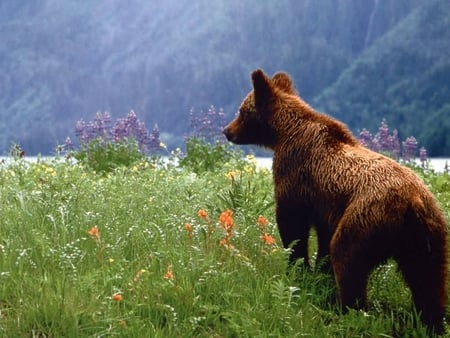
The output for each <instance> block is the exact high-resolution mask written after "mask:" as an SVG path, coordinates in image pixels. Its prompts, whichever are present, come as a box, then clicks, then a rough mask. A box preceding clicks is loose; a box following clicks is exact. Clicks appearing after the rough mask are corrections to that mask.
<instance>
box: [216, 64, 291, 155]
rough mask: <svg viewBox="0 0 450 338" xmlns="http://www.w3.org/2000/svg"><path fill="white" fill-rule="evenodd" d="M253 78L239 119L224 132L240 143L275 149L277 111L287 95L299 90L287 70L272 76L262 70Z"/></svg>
mask: <svg viewBox="0 0 450 338" xmlns="http://www.w3.org/2000/svg"><path fill="white" fill-rule="evenodd" d="M251 78H252V83H253V90H252V91H251V92H250V93H249V94H248V95H247V96H246V97H245V99H244V100H243V101H242V103H241V105H240V107H239V111H238V113H237V115H236V117H235V119H234V120H233V121H231V122H230V124H228V126H226V127H225V129H224V130H223V133H224V134H225V136H226V137H227V139H228V140H229V141H231V142H233V143H236V144H257V145H261V146H264V147H268V148H273V146H274V145H275V144H276V142H277V132H276V128H274V125H273V123H272V122H273V118H274V114H276V113H277V111H278V110H279V109H278V108H280V103H281V104H282V102H283V97H284V98H286V97H288V96H292V95H296V91H295V89H294V86H293V84H292V81H291V79H290V77H289V75H287V74H286V73H276V74H275V75H274V76H273V77H272V79H270V78H269V77H268V76H267V75H266V74H264V72H263V71H262V70H260V69H258V70H255V71H254V72H252V74H251ZM277 105H278V106H277Z"/></svg>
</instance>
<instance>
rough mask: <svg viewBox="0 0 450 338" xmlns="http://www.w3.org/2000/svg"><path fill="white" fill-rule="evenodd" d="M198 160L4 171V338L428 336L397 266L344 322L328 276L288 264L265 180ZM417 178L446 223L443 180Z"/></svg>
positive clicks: (1, 279)
mask: <svg viewBox="0 0 450 338" xmlns="http://www.w3.org/2000/svg"><path fill="white" fill-rule="evenodd" d="M205 160H207V157H205V156H202V155H201V154H199V155H198V156H197V157H196V158H195V159H194V162H195V163H194V162H192V159H191V162H190V163H189V162H188V163H186V162H184V165H182V164H183V163H178V162H176V161H173V162H171V161H168V162H167V161H162V160H158V159H152V160H139V161H137V162H135V163H133V164H132V165H129V166H119V167H117V168H114V169H113V170H109V171H107V172H96V171H95V170H93V169H92V168H90V167H89V166H86V165H85V164H81V163H79V164H75V163H72V162H70V161H65V160H63V159H55V160H46V161H42V160H40V161H39V160H38V161H37V162H33V163H32V162H27V161H26V160H24V159H20V158H18V159H16V160H14V161H13V162H12V163H9V164H2V165H1V166H0V213H1V214H0V219H1V221H0V336H2V337H423V336H425V335H426V333H425V332H426V331H425V329H424V328H423V327H422V326H420V324H419V325H418V326H415V324H414V323H415V321H416V317H417V316H416V315H415V314H414V312H413V309H412V304H411V297H410V293H409V290H408V289H407V288H406V286H405V284H404V283H403V281H402V278H401V276H400V275H399V274H398V273H397V271H396V266H395V263H393V262H388V264H386V265H385V266H383V267H381V268H379V269H377V270H376V271H374V273H373V275H372V277H371V279H370V286H369V302H370V309H369V311H368V312H363V311H356V310H351V311H350V312H348V313H347V314H345V315H344V314H340V313H339V308H338V306H337V305H336V304H335V302H334V299H335V288H334V281H333V280H332V278H331V277H330V276H328V275H326V274H322V273H320V272H317V271H305V270H304V269H302V268H301V266H297V267H294V268H289V267H288V265H287V257H288V250H285V249H284V248H283V247H282V245H281V242H280V239H279V236H278V232H277V229H276V224H275V218H274V204H273V192H272V191H273V186H272V178H271V174H270V172H269V171H267V170H265V169H261V168H258V166H257V165H256V163H255V161H254V159H252V158H251V157H250V158H249V157H247V158H245V157H241V156H237V155H236V156H231V157H229V158H227V159H226V160H223V161H220V160H217V161H215V162H214V163H213V165H212V164H211V165H208V166H206V167H202V165H203V164H204V161H205ZM417 171H418V172H419V174H420V175H421V176H422V177H423V178H424V179H425V180H426V182H427V183H428V184H429V186H430V188H431V189H432V190H433V192H434V193H435V194H436V196H437V198H438V199H439V201H440V203H441V205H442V207H443V208H444V210H445V212H446V215H447V217H448V218H450V176H449V174H448V173H445V174H435V173H434V172H433V171H430V170H421V169H417ZM311 236H312V237H314V233H312V234H311ZM310 250H311V252H312V253H314V251H315V247H314V245H313V246H311V248H310ZM447 330H448V331H449V332H450V328H447Z"/></svg>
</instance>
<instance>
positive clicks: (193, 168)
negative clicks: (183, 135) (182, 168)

________________

Count the lines in the entries above that contain the string "clicks" and reply with the number alone.

4